YOUR TASK — According to the forum post about the phrase "send someone back across enemy lines," which movie are the quoted lines from?

SELECTED EXTRACT —
begin
Send [someone] back across enemy lines


Español - Venezuela
I looked for similar threads but I'm not fully satisfied.

Context: Mommy and Daddy have a 14 years old son but they are divorsed, the son is visiting his daddy(and his step-mother) in Italy but tat the moment he was leaving to the U.S, They dropped him off at the airport and left. The son calls the step-mother to let her know that the plane was about to take off. They hanged up and the father(who was driving) started to feel upset. Guilty feelings started to kick in because he felt he needed to be by his son's side at that moment in life. So the lines were:

Dad: It wouldn't be so bad if we were sending him to boarding school or just... I dont know
if his mom and I got alonng a little bit better.

Step-mother: I know, it's like we're sending him back across enemy lines.

Why not just say "sending him back to enemy lines" ?

By the way this is from a movie called "Before Midnight"
end
DATASET ROWS —
begin
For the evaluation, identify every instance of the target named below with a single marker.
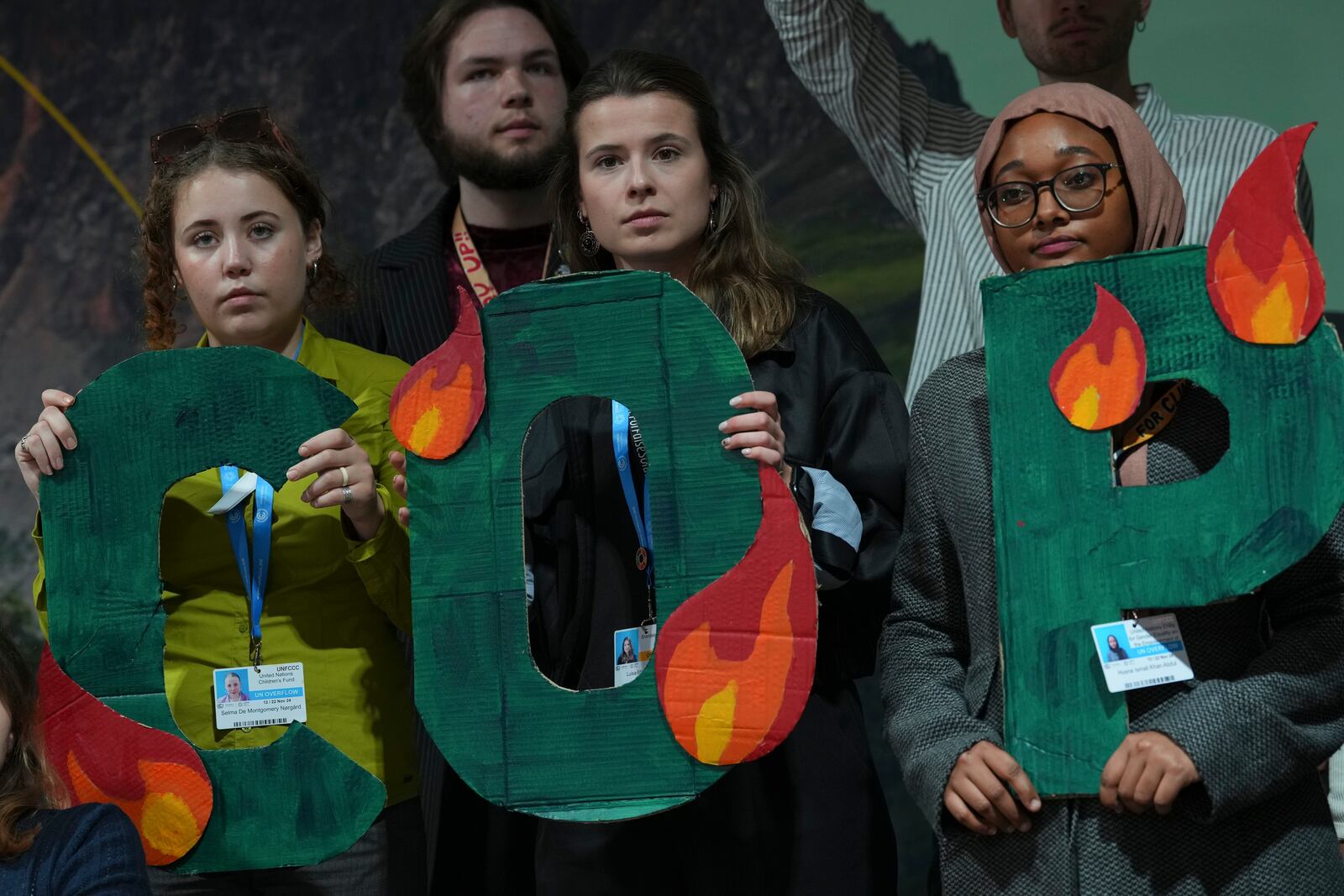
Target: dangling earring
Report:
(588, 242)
end
begin
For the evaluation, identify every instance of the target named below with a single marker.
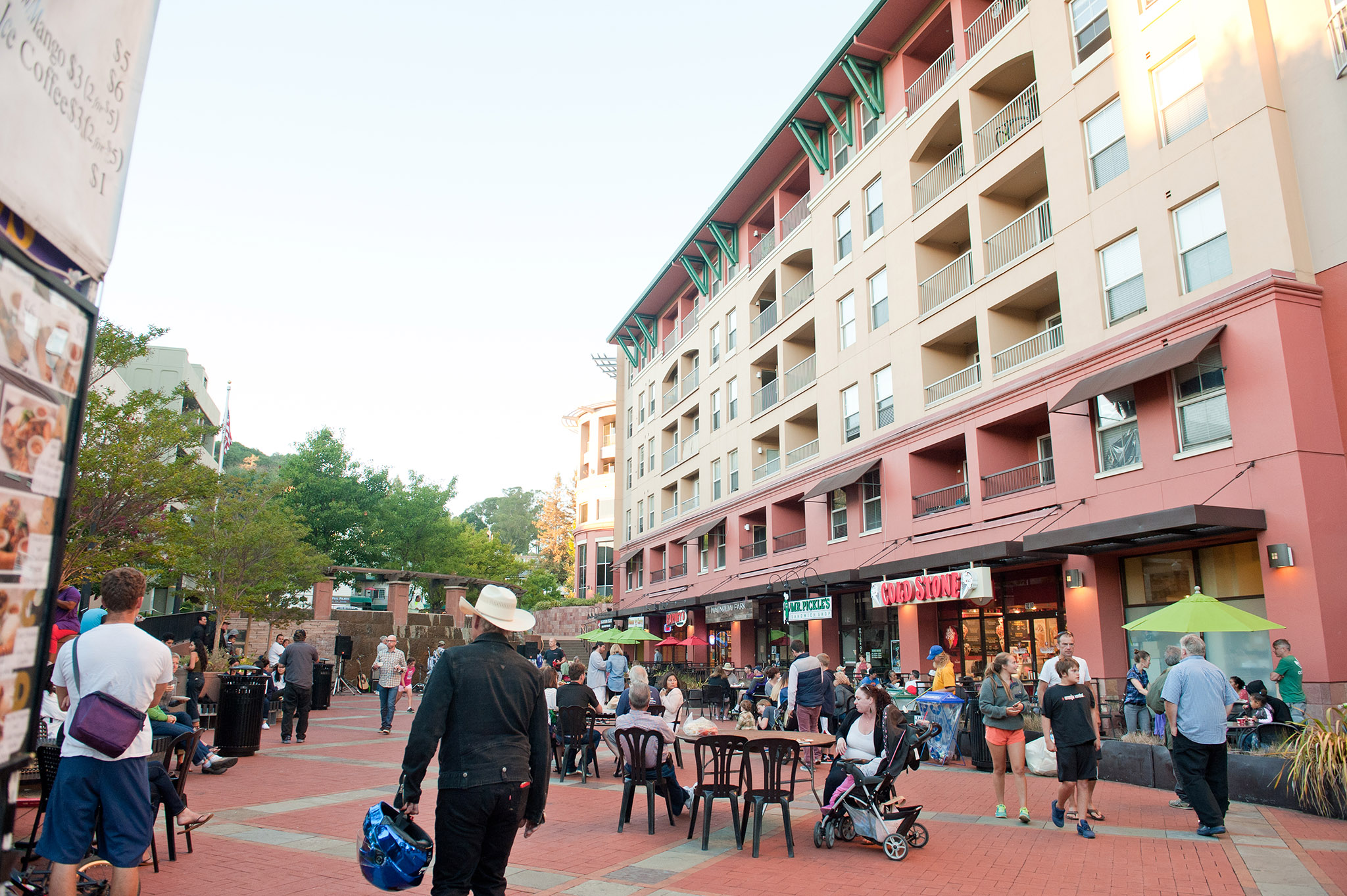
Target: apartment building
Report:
end
EXERCISE ANSWER — Before Midnight